### Written problem
Could you rewrite the stretch from the line containing "If you could point to the smiling" through the last line, changing "marker" to "dot" and leaving everything else unchanged?

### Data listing
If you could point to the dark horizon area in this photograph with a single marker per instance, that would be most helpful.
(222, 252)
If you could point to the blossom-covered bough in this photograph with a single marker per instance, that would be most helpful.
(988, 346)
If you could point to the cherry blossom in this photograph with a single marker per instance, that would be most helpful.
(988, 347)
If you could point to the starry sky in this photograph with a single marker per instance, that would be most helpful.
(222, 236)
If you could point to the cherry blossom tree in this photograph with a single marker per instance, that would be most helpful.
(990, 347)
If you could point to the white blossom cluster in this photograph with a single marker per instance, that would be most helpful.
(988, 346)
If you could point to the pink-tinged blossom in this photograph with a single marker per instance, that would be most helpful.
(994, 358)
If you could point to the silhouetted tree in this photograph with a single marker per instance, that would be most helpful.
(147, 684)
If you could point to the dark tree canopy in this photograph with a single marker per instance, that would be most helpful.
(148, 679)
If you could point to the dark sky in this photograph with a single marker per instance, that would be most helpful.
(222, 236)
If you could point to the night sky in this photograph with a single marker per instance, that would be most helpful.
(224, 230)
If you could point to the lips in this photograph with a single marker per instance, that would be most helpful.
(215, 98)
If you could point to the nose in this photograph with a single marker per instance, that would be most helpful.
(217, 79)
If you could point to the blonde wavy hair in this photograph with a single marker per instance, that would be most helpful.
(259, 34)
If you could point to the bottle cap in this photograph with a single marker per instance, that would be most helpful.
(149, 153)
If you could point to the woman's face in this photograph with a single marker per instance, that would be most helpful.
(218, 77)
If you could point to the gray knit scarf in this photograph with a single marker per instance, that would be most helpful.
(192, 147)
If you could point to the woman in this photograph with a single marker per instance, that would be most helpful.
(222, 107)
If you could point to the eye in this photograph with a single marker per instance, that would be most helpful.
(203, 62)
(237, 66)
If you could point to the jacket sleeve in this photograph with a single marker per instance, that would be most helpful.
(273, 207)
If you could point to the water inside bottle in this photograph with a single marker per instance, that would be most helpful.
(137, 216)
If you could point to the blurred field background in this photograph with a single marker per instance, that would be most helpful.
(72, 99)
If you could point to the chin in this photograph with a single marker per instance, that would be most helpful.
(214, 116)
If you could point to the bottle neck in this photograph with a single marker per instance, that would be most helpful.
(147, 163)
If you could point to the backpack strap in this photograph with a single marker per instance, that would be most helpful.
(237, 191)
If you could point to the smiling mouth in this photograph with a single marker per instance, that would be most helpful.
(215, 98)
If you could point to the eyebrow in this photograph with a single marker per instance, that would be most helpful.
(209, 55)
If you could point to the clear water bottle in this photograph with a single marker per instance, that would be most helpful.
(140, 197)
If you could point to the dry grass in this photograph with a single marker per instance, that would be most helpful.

### Task solution
If you could point to the smiling mouth in this photograph with a single dot per instance, that would be most helpful.
(215, 98)
If you could point to the eyebrow in this photograph with a single dot per instance, that would be most helpful.
(209, 55)
If you could point to the clear water bottle in this photograph with a single dot per instance, that would be most helpful.
(140, 197)
If you could point to the dry grass in this photograph with a single dot per instance, that would be most helpful.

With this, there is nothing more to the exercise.